What is being asked:
Copy the lines from the one containing "Every <instance> gives" through the one containing "positive clicks: (7, 548) (5, 563) (32, 545)", swapping "approximate" for "loose" and changing nothing else.

Task input:
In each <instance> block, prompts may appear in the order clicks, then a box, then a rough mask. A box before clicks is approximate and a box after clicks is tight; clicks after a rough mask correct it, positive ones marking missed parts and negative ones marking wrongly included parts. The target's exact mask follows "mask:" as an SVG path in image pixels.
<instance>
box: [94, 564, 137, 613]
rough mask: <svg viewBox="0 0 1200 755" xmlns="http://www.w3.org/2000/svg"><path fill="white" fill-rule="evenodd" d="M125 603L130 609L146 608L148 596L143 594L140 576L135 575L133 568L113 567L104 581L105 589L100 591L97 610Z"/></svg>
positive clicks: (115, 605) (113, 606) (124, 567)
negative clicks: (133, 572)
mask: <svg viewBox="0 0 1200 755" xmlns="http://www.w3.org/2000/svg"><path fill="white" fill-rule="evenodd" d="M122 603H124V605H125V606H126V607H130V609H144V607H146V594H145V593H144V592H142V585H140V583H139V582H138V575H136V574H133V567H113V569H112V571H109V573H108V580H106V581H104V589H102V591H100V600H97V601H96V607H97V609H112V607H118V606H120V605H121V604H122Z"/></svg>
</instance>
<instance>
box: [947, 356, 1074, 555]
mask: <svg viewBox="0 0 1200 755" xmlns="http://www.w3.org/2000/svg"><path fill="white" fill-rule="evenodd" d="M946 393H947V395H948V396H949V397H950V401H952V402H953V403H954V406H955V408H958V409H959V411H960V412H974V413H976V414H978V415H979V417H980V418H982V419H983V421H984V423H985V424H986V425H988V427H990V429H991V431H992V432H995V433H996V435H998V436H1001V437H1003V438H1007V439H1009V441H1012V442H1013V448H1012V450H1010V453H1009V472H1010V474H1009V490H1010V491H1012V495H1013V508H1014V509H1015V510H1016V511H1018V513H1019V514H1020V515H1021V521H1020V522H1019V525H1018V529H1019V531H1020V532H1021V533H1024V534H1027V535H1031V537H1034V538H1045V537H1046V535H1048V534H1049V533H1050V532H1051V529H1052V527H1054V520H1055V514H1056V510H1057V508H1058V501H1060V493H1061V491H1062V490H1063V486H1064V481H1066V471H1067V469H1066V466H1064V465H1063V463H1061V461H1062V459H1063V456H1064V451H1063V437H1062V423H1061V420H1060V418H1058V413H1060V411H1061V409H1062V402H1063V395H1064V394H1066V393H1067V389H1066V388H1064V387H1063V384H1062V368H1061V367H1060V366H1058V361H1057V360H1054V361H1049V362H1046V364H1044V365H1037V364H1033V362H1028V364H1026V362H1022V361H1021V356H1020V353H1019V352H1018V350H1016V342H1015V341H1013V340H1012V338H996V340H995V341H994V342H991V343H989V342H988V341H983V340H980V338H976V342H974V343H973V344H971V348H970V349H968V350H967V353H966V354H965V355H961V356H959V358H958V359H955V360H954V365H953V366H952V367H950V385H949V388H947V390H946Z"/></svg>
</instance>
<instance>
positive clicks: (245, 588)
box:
---
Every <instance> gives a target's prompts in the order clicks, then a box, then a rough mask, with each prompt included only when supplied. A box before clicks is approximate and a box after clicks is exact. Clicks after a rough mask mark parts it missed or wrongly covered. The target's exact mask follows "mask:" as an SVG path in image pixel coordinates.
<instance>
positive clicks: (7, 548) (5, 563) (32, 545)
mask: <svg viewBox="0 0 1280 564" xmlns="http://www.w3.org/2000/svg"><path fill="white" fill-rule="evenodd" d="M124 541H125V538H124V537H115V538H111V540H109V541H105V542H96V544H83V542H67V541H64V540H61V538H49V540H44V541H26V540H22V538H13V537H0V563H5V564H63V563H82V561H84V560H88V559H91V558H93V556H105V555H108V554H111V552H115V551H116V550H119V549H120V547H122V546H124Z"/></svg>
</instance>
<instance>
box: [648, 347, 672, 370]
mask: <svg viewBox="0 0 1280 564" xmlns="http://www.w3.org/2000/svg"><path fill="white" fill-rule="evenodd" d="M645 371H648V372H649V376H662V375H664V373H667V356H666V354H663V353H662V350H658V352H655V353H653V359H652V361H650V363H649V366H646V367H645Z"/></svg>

Your response:
Every <instance> gives a target's prompts in the order clicks, then a box, then a rough mask, with each prompt included only when supplied. A box before clicks is loose and a box after clicks is exact. Clicks after a rough mask mark parts it missed or wrongly covered. The target's exact mask follows "mask:" as an SVG path in image pixel coordinates.
<instance>
positive clicks: (7, 548) (5, 563) (32, 545)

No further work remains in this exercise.